CONSIGNES:
a - Relevez toutes les données chiffrées (pourcentage, durée, dates) que contient le texte sur l'élevage en plein air.
b - Poursuivez le texte sur l'élevage en plein air à la suite de sa dernière phrase.

EXTRAIT:
Une réflexion sur l’élevage français et mondial
Malgré les désagréments, Francis Villemur comprend la nécessité de ces mesures : il veut éviter que ses volailles soient exposées au virus et surtout, ne pas risquer de le propager dans la région. Mais il redoute d’autres effets. “Les animaux risquent d’être plus sensibles aux maladies respiratoires. Ils ont besoin de respirer l’air. Là, ils restent dans la poussière, si je puis dire.”

Une réflexion qu’il pousse au-delà du contexte actuel. “Aujourd’hui, il faut savoir que les animaux élevés en plein air sur une longue durée ne représentent que 15 % du marché français. Et il n’y a qu’en France où les poulets sortent. Partout ailleurs dans le monde, ils restent en bâtiments, avec une durée de vie de 35 à 40 jours, ce sont les poulets standards, industriels. Les gens s’en accommodent parce que ce n’est pas cher”, conclut l’éleveur, un brin fataliste.
La Confédération paysanne plaide pour une réglementation sanitaire adaptée à l’élevage en plein air
Alors que les menaces sanitaires pèsent de nouveau sur les élevages français, la Confédération paysanne appelle à suivre les recommandations sur la généralisation de l’analyse des risques sanitaires.
Le syndicat agricole intervenait ce mardi 4 novembre lors du colloque de restitution des résultats de l’expérimentation nationale sur la biosécurité dans les élevages plein air, en filières avicole et porcine. Lancée fin 2022 et financée par le ministère de l’Agriculture et de la Souveraineté alimentaire, cette étude visait à répondre à une question centrale : comment adapter la réglementation biosécurité aux élevages en plein air ?

DONNÉES ENREGISTRÉES:
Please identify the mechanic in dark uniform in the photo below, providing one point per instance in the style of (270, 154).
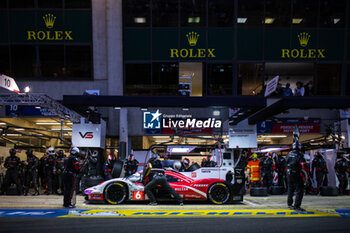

CORRIGÉ:
a -
- 15 %
- 35 à 40 jours
- mardi 4 novembre
- fin 2022

b -
Les conclusions de l’expérimentation, présentées à Montreuil (Seine-Saint-Denis), confirment la pertinence d’une “approche fondée sur l’analyse des risques sanitaires à l’échelle de l’élevage”. Une méthode défendue par la Confédération paysanne. Selon le rapport, les outils développés dans le cadre de ce projet pourraient désormais être repris par l’administration. Objectif : permettre aux éleveurs d’adapter leurs mesures de biosécurité au niveau de risque réel auquel leur exploitation est exposée.
Des pistes à explorer
Ces trois années d’expérimentation ont également mis en évidence la nécessité de poursuivre les travaux. Il s’agit notamment d’évaluer l’efficacité de certaines mesures alternatives de prévention adaptées au plein air, tout en consolidant les connaissances sur les atouts de ces systèmes d’élevage : renforcement de l’immunité des animaux, réduction des risques de diffusion de maladies.
La Confédération paysanne réaffirme ainsi son souhait de voir la recherche et l’expérimentation se poursuivre, afin de produire de nouvelles données exploitables par les éleveurs et les autorités. En attendant, le syndicat estime que les grilles d’analyse des risques sanitaires doivent devenir “la véritable boussole” en matière de réglementation sanitaire.